## WRITTEN TASK
Extract every line of the listing below that contains the word "blue". Case counts.

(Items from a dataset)
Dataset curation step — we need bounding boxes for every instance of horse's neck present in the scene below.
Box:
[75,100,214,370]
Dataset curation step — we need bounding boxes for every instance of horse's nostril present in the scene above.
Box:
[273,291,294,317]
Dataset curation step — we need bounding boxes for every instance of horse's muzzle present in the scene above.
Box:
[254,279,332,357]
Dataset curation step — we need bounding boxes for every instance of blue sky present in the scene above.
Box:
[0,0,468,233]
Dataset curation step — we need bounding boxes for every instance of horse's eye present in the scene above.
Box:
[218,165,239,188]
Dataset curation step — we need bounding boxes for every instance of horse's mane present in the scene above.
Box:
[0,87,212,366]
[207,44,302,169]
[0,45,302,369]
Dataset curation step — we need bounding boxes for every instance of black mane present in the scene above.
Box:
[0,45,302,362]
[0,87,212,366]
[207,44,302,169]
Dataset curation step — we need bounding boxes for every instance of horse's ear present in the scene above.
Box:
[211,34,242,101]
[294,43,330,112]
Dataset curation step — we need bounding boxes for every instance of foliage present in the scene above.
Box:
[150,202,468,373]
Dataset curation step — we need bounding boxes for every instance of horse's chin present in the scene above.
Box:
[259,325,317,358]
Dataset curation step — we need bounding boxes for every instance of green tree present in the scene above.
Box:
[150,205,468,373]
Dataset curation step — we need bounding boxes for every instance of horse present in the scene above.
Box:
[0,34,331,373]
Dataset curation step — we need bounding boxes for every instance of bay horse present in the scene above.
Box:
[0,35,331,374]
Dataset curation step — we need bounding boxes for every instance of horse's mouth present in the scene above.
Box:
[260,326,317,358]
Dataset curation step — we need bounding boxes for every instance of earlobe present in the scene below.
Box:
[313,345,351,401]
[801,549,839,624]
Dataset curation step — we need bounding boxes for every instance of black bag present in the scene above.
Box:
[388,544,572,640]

---

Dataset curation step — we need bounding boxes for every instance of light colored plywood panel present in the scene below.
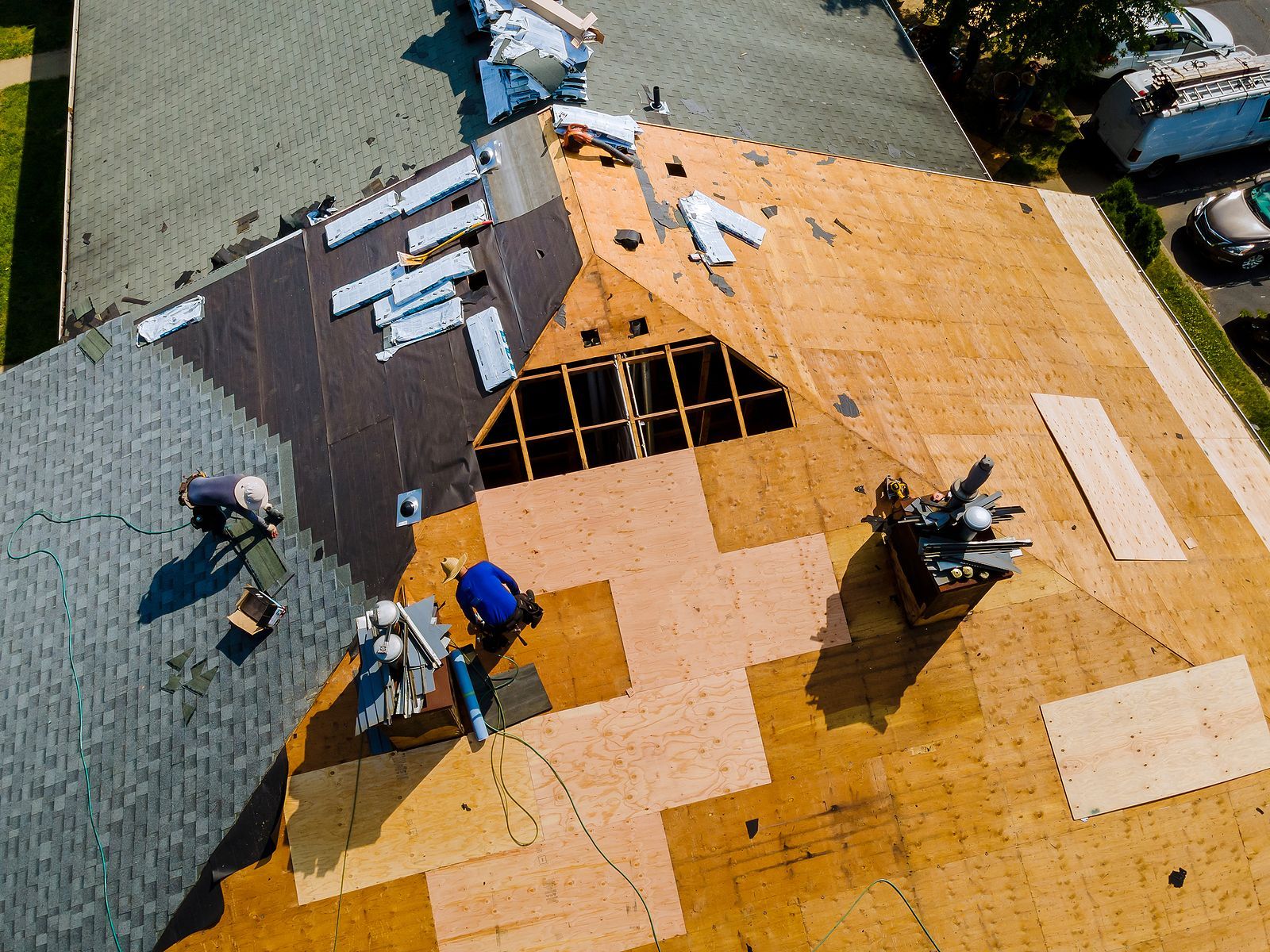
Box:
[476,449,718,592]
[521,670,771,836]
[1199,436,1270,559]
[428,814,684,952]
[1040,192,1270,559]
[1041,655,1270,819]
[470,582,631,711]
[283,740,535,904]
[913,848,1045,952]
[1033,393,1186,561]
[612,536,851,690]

---

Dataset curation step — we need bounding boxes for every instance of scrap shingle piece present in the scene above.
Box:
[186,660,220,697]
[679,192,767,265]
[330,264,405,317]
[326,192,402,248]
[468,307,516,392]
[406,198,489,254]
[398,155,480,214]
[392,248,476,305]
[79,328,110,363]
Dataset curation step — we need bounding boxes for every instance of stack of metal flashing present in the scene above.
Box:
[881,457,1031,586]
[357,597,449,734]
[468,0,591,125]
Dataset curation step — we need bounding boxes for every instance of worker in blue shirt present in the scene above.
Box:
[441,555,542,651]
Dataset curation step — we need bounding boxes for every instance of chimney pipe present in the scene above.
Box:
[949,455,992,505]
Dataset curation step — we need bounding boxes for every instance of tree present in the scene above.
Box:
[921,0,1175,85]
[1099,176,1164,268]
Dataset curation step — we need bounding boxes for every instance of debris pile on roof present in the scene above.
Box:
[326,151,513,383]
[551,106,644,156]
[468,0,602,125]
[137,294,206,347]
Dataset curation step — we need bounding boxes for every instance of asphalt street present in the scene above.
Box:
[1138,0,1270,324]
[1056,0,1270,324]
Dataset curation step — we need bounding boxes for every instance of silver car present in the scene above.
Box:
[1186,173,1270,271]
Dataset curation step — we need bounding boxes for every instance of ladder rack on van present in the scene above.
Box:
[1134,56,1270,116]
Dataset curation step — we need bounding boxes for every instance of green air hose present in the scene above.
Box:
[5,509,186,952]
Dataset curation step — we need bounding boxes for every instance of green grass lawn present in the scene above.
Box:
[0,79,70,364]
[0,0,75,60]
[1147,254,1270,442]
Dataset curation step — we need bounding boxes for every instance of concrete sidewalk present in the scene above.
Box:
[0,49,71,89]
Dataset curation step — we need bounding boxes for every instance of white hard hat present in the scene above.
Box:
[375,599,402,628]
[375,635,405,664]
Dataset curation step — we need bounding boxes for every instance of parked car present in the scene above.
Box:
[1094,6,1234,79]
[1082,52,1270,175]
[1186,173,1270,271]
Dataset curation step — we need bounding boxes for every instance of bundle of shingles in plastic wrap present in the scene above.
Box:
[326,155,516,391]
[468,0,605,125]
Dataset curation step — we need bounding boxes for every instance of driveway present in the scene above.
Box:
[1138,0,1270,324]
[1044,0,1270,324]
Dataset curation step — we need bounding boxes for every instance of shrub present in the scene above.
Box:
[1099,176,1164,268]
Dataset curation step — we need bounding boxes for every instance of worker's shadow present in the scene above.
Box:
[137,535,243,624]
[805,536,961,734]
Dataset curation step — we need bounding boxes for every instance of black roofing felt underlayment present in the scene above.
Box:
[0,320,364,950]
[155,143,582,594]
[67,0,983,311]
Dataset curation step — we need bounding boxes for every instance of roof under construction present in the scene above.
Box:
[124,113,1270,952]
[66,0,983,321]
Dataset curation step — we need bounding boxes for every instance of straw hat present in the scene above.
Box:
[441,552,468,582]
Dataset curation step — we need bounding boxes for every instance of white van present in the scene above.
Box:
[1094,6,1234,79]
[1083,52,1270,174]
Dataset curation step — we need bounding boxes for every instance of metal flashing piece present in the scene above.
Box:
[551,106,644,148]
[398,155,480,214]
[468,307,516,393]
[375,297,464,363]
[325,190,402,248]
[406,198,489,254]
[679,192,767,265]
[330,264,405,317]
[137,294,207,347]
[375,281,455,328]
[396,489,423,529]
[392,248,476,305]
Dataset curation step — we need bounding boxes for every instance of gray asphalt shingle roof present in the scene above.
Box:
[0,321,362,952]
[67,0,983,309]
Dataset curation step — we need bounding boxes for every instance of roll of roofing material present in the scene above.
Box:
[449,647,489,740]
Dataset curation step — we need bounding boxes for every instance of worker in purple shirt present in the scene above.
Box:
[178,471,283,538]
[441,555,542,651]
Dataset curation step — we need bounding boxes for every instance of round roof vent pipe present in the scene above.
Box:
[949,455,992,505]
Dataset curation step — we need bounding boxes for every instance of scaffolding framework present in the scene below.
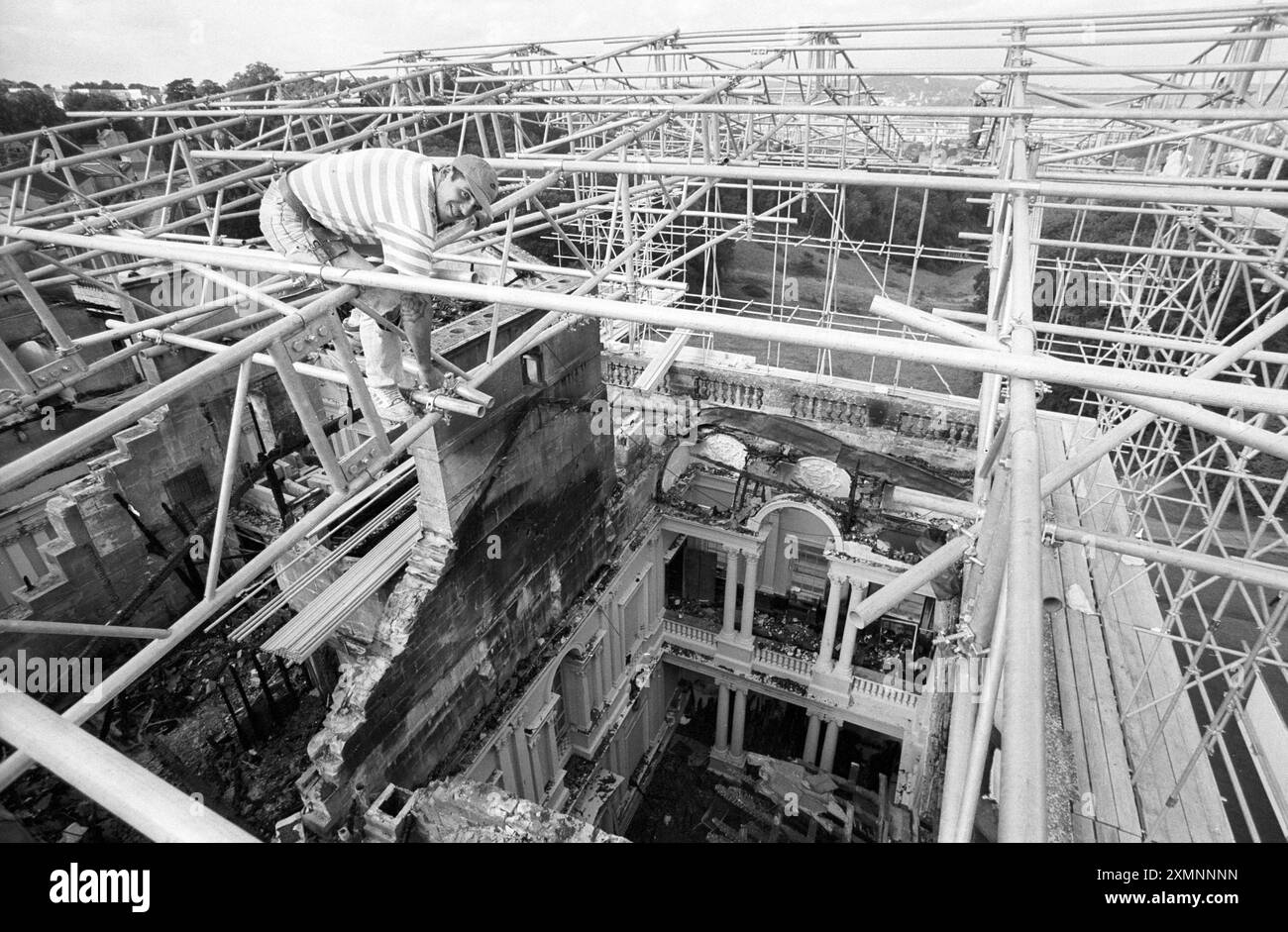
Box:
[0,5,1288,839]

## WRITTEN RESPONSE
Dataset curation step — we need bounding boxes for every instance of blue sky present in the scene above.
Dataset curation step — we need bounding boxes for every instance of worker in blue shirt present in the scene above.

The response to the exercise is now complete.